Do this
Rewrite the listing below, changing each "wheelchair" to "mobility chair" and leaving everything else the same.

↓↓↓

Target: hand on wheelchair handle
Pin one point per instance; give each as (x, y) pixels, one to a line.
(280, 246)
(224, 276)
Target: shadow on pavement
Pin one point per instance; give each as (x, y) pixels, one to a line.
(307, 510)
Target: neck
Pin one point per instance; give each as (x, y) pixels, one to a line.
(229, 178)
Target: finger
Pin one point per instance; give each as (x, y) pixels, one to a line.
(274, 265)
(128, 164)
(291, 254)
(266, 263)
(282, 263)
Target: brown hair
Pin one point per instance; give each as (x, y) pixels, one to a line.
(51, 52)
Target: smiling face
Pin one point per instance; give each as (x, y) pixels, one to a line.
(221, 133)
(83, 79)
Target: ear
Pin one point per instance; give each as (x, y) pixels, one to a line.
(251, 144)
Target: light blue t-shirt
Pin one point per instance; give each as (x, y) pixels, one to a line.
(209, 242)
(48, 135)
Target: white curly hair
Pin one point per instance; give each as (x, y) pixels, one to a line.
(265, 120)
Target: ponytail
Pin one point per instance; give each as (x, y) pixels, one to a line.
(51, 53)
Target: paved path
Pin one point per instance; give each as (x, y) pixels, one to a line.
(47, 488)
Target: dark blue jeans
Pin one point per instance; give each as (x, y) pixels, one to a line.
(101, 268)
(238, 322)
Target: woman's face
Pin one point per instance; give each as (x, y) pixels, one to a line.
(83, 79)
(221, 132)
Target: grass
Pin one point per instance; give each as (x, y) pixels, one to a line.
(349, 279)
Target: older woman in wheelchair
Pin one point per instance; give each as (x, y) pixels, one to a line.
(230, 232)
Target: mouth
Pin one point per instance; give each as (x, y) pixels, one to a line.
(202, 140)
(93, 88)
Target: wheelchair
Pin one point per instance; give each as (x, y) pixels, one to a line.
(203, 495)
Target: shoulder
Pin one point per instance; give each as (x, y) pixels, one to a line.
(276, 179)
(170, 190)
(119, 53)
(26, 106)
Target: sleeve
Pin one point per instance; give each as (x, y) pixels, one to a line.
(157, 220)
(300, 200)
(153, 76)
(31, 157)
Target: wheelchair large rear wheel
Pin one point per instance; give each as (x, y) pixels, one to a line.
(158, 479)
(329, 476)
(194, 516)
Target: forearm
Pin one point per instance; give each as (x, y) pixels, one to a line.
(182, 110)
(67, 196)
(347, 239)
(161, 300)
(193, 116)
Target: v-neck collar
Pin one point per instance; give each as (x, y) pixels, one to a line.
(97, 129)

↑↑↑

Full output
Target: hand on mobility chair handle
Pin one point per instance; give each as (x, y) pixels, one to a line.
(280, 246)
(224, 276)
Target: shadow on pavement
Pin one point per instance; give each as (x, y) pixels, one to a line.
(307, 510)
Target: neck
Pin one point per instance; give each as (x, y) pixels, one to a line.
(229, 178)
Target: finger
Pin one point per instance; give each as (x, y) pixels, one to a line.
(274, 265)
(128, 164)
(291, 254)
(266, 263)
(282, 263)
Target: brown hair
Pin one point per instance; give each as (x, y) pixels, one to a line.
(51, 52)
Target: smiling face
Pin one point per instance; give each as (x, y) pixels, one to a line.
(221, 133)
(83, 79)
Target: ear
Pin one point per instance; give each as (x, y) pixels, one to a line.
(251, 144)
Target: light blue t-shirt
Pin one point per instance; give each as (x, y) pixels, one to a line.
(209, 242)
(48, 135)
Target: white curly hair
Pin one point per instance; give each as (x, y) pixels, one to a line.
(265, 120)
Target: ponytail
Pin one point per instance; give each as (x, y) pixels, one to a line.
(51, 53)
Target: paved path
Pin one point per instance; give each as (x, y) pixels, one to a line.
(47, 488)
Target: dark blue jeans
Pin one point per instance; give each as (x, y) pixels, one to a line.
(101, 268)
(238, 322)
Target: woman's face
Pin one point per instance; give each as (x, y) pixels, one to a line.
(83, 79)
(221, 132)
Target: grass
Pin one point per instance; give each as (x, y) pixels, one to a line.
(349, 279)
Target: older woman in mobility chair
Pin one point per instance; give each as (x, y) pixels, one to a line.
(230, 232)
Target: mouth
Pin one point per instance; give each as (x, y) pixels, one to a line.
(202, 140)
(93, 88)
Target: mobility chair
Pin one point per instance; give each as (x, y) pixels, one to a line.
(203, 495)
Target: shoulder
Pin one point per instance; give each as (x, y) pixels, one to a line.
(276, 179)
(170, 190)
(119, 53)
(26, 106)
Target: sleeve
Pin one point per instance; give each as (x, y) pixels, one to a line.
(157, 220)
(300, 200)
(153, 76)
(31, 157)
Target: mobility chair large rear wheel
Pin one point per instance; give each as (x, y) pixels, one to a line.
(158, 479)
(329, 476)
(194, 516)
Target: forearm
Pin one point per instance; give each as (x, y) pixels, one to a line.
(182, 110)
(67, 196)
(347, 239)
(161, 300)
(193, 116)
Target: v-neck collar
Pin one point per instance; give each as (x, y) pixels, one to a line.
(97, 129)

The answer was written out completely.